● Point annotation dataset records
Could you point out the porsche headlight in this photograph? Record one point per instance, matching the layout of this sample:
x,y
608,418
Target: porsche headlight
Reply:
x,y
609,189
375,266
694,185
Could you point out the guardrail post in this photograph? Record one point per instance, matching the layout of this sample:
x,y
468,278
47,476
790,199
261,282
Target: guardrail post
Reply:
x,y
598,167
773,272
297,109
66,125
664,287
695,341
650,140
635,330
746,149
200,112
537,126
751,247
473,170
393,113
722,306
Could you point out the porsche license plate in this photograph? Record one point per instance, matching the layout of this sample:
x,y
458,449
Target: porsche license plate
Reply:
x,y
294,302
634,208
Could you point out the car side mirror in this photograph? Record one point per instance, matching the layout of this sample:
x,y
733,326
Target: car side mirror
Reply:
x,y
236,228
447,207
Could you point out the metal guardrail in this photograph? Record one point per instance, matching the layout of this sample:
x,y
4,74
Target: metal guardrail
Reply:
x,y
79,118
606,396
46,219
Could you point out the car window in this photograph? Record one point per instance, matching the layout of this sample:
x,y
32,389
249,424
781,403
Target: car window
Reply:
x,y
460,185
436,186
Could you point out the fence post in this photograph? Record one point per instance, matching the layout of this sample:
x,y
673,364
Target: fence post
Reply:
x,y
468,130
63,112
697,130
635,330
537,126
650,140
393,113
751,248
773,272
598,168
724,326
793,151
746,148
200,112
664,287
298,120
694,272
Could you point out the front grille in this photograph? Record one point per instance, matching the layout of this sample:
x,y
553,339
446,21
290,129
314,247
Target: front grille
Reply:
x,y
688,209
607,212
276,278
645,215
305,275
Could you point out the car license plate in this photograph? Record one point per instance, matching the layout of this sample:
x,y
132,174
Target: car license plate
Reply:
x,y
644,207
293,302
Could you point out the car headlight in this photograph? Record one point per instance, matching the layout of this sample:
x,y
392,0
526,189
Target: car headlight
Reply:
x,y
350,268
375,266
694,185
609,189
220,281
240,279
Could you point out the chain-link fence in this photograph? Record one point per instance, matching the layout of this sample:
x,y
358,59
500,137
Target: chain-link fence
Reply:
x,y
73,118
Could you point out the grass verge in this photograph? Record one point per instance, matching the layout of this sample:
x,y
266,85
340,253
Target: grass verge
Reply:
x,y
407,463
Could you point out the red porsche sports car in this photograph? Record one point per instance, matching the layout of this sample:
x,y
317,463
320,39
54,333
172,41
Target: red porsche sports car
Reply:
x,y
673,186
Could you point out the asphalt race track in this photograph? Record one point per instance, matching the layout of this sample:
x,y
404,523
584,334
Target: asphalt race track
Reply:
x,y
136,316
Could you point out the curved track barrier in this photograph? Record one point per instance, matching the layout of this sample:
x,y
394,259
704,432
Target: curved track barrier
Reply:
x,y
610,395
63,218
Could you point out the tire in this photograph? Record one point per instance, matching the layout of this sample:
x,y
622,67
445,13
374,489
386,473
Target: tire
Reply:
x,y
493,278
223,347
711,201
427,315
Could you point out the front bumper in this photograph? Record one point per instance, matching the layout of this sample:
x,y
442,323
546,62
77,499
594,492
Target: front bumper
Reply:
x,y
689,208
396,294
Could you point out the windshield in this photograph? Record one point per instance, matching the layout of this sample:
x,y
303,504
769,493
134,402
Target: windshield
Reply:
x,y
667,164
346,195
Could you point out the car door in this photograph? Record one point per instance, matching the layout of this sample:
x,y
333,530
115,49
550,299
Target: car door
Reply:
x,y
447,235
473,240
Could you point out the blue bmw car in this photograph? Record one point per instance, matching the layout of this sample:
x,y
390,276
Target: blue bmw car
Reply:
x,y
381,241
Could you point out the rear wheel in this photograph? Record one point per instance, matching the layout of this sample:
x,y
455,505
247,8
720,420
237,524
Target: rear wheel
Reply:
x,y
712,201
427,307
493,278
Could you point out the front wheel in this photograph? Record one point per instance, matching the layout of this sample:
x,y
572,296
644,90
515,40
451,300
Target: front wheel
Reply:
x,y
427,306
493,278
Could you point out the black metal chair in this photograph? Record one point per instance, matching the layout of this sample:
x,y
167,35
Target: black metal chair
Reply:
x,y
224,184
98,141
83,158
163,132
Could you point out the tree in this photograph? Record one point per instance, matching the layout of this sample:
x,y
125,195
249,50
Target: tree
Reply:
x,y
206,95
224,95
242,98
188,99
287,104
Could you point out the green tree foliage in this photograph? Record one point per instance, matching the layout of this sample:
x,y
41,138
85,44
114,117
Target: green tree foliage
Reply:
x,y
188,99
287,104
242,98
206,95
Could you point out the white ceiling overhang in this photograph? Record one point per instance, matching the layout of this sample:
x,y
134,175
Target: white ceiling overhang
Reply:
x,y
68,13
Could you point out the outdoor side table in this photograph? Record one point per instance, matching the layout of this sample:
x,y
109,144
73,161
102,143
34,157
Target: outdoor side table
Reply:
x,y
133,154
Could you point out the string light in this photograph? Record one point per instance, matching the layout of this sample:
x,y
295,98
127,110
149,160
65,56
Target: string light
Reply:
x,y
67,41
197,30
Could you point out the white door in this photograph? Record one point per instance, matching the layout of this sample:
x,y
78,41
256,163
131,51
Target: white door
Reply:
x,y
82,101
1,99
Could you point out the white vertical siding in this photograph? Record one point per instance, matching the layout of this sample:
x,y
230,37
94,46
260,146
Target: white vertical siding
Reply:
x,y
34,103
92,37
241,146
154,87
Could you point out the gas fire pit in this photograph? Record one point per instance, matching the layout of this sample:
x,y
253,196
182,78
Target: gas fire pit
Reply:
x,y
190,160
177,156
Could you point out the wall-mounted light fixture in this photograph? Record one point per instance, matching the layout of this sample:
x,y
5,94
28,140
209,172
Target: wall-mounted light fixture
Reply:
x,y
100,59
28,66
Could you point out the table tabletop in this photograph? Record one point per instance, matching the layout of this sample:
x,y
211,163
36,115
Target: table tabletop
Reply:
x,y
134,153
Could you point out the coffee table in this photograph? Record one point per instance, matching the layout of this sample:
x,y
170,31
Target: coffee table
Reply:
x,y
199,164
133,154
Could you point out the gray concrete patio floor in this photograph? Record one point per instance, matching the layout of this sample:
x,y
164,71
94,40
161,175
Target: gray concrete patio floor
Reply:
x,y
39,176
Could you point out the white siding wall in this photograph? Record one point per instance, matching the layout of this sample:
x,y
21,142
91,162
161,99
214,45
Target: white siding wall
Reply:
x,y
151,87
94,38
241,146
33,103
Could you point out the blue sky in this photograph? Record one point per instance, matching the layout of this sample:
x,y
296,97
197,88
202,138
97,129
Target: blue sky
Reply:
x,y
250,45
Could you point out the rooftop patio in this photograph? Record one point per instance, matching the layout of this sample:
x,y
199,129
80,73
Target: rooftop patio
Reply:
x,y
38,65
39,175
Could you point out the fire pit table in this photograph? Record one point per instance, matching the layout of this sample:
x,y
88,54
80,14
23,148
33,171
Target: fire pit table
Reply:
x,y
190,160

● YOUR OBJECTIVE
All of the material above needs to be copied exactly.

● REPLY
Could you point out the porsche headlight in this photograph? Record one point per instance, matching the layout of this sample:
x,y
608,418
Target: porsche headlight
Reply:
x,y
609,189
375,266
694,185
Could you point out the guardrail post in this photograph? Record one point per instance, matching the layout of this sample:
x,y
468,278
47,476
790,199
261,282
Target: guardrail post
Reply:
x,y
598,167
773,272
297,109
66,125
664,287
695,341
650,140
635,330
746,149
200,112
537,126
751,247
473,170
393,113
722,306
Could you point out the porsche license plate in this photograph? Record one point per instance, matching the layout of this sample:
x,y
458,449
Target: porsche license plate
Reply:
x,y
294,302
634,208
Could you point out the car side mirror in this photograph? Record one point per instance, matching the layout of this sample:
x,y
733,326
Target: car side mirror
Reply:
x,y
236,228
447,207
Could you point out the metal guardrail in this photograph? Record one point per instance, matching the layout of this sample:
x,y
4,74
Target: metal guardrail
Reply:
x,y
79,118
606,396
46,219
Could you point out the car window in this photograph? Record one point per instance, matching the layout of this sample:
x,y
32,389
249,424
781,403
Target: car window
Reply:
x,y
460,185
436,186
Could you point out the fence post in this photograph? Record one point per instance, matching the layout of this sample:
x,y
673,364
Target: fence post
Reply:
x,y
468,130
63,112
697,130
635,330
537,126
650,140
393,113
751,248
773,272
598,168
724,326
793,151
746,148
200,112
664,287
298,120
694,272
Could you point out the front grille in this photograph? Record one point per instance, matching the layout of this sample:
x,y
553,339
446,21
290,129
314,247
Target: front grille
Reply:
x,y
688,209
607,212
276,278
645,215
305,275
Could you point out the car license plate in this photograph? Record one point per instance, matching the layout of this sample:
x,y
132,174
Target: car license plate
Reply:
x,y
644,207
293,302
Could you point out the car headlight in this photograph? Record one point per instance, matching the layout of this sample:
x,y
392,0
526,189
Target: car headlight
Reply:
x,y
350,268
375,266
694,185
609,189
220,281
240,279
Could you point out the chain-link fence in this photograph? Record one point per instance, matching the layout of this sample:
x,y
358,59
500,137
Target: chain-link fence
Reply:
x,y
73,118
Could you point out the grass verge in this photograph? Record one point per instance, matching the layout of this sample:
x,y
266,85
340,253
Target: grass verge
Reply:
x,y
407,463
Could you point out the red porsche sports car in this photograph? Record one point per instance, matching the layout of this sample:
x,y
317,463
320,39
54,333
172,41
Target: red porsche sports car
Reply:
x,y
673,186
Could you point out the asphalt race track in this photograph? Record one point per instance, matching the layout of this sample:
x,y
404,523
584,334
Target: asphalt race track
Reply:
x,y
136,316
Could you point out the curved track barrier in this photograph? Record one point per instance, matching the layout of this sample:
x,y
394,259
704,432
Target: curved track barrier
Reply:
x,y
610,395
63,218
Could you point out the tire in this photograph? Record one point per instance, matching the layout of this sample:
x,y
622,67
445,13
374,489
386,473
Target: tire
Reply:
x,y
493,278
223,347
711,201
427,315
Could you point out the front bumper in this photograph? Record one point per instance, matching the layout of this sample:
x,y
442,323
546,62
77,499
594,492
Target: front bumper
Reply:
x,y
689,208
396,294
Could you point out the windshield in this photograph? Record one point per instance, matching the layout of this sample:
x,y
303,504
769,493
134,402
Target: windshield
Reply:
x,y
667,164
346,195
Could you point out the car door in this photograph? Record one point per instance, matching the layout of this sample:
x,y
333,530
115,49
550,299
Target: car door
Reply:
x,y
447,235
473,240
Could you point out the blue bmw car in this photograph? Record one point per instance, matching the layout of this sample:
x,y
390,276
Target: blue bmw car
Reply:
x,y
381,241
Could you point out the rear wheel in this photograph? Record one point per instance, matching the layout of this sample:
x,y
455,505
247,8
720,420
237,524
Target: rear wheel
Reply:
x,y
712,201
427,307
493,278
Could you point out the front wheel in this photograph? Record one point per instance, matching the layout of this sample:
x,y
572,296
644,90
515,40
451,300
Target: front wheel
Reply:
x,y
427,306
493,278
Could you point out the black metal chair in this photograph? Record one point per instance, matching the layout of this sample:
x,y
167,35
Target: black metal chair
Reply:
x,y
224,184
98,141
83,158
163,132
Could you point out the tree in this photograph? Record one point per instance, matching the layout of this sample:
x,y
125,195
249,50
Target: tree
Reply:
x,y
206,95
224,95
242,98
188,99
287,104
Could you point out the green tree foliage in this photograph? Record one point per instance, matching the layout of this sample:
x,y
41,138
85,44
114,117
Target: green tree foliage
Reply:
x,y
188,99
287,104
242,98
206,95
Could you point out the white ceiling overhang in this photograph? Record one point per instance, matching the layout of this sample:
x,y
134,175
Target: white ceiling overhang
Reply:
x,y
68,13
Could you point out the outdoor side table in this photograph? Record one point per instance, matching the layout of this sample:
x,y
109,144
73,161
102,143
34,157
Target: outdoor side table
Reply:
x,y
133,154
Could you point out the string light in this photograph? Record one point per instance, matching the layout of this sample:
x,y
295,98
127,110
149,160
65,56
Target: string light
Reply:
x,y
67,41
197,30
Could you point out the white door in this photograph? Record one point per instance, matching the layout of this sample:
x,y
78,41
256,163
131,51
Target: white door
Reply:
x,y
82,101
1,99
Could you point out the white vertical siding in this photograph? Record one point per instance, matching the layout of this sample:
x,y
230,37
94,46
260,146
Target: white vertical siding
Reply:
x,y
34,103
92,37
241,146
154,87
Could you point out the gas fire pit in this photograph? Record one point per instance, matching the layout of this sample:
x,y
253,196
182,78
Target: gas fire pit
Reply:
x,y
190,160
177,156
Could you point out the wall-mounted light fixture in this photograph? Record one point per instance, matching the layout of this sample:
x,y
5,94
28,140
209,172
Target: wall-mounted light fixture
Reply:
x,y
100,59
28,66
Could you point out the table tabletop in this photograph? Record one point per instance, matching the layout of this sample:
x,y
211,163
36,115
Target: table tabletop
Reply:
x,y
134,153
Could you point out the coffee table in this photograph? Record one point per instance, matching the layout of this sample:
x,y
170,31
Target: coffee table
Reply:
x,y
199,164
133,154
Could you point out the gray concrete patio floor in this photograph? Record one point per instance, matching the layout of this sample:
x,y
164,71
94,40
161,175
Target: gray concrete patio floor
Reply:
x,y
39,176
Could you point out the white siding wall in this photograph? Record one point per instance, matching the layout of this sample:
x,y
21,142
91,162
161,99
214,45
Target: white siding wall
Reply:
x,y
151,87
94,38
241,146
33,103
Could you point out the blue sky in this photograph? Record one point per instance, matching the layout of this sample:
x,y
296,97
197,88
202,138
97,129
Target: blue sky
Reply:
x,y
250,45
Could you point out the rooftop patio in this photograph? Record one point per instance, matching the layout of this sample:
x,y
199,129
80,73
Target: rooftop patio
Reply:
x,y
38,65
39,175
Could you point out the fire pit table in this photograph? Record one point per instance, matching the layout of this sample:
x,y
88,54
80,14
23,148
33,171
Target: fire pit table
Reply:
x,y
190,160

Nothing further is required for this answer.